■ What you need to do
1. In the text about the album Nasty Nasty, which song was replaced by "I'll Be There for You"?
2. How many lines of the listing contain the string "Each", counting case? Give only the number.

■ Document section
──────────

Nasty Nasty saw the band move away from the more polished approach of Without Love as it did not appeal to their metal fans. As a result, the production is much more raw and the album has a much more aggressive feel than Without Love, as the band sticks with hard rockers with the exception of "I'll Be There for You."

I'll Be There for You
The band had originally intended a song titled, "Promise the Moon" to be on the album, but it was replaced by "I'll Be There for You" because the record company thought that nothing could be pulled as a single. However, keyboard credits were given in the cassette and on the back of the LP to John Purdell for "Promise the Moon" and "Kiss of Death." Fans were baffled by this until liner notes in the 2003 re-master explained it.

Kiss of Death
At the end of "Kiss of Death", a different melody begins, the music is played forward, but Jaime's voice is heard singing backwards as a result to the backmask controversy.  When played reverse, it deciphers, "Baby, don't touch me anymore, don't touch me, you sick little bitch, I don't like this from you anymore, anymore, yeah, yeah, yeah, don't touch me, baby, get away from me, get away from me, you're just too sick for my--".

──────────

■ Records for the task
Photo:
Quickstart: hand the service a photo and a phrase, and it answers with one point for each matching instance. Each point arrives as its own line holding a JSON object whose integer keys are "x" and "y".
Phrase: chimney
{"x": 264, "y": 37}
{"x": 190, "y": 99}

──────────

■ Outputs
1. "Promise the Moon"

2. 1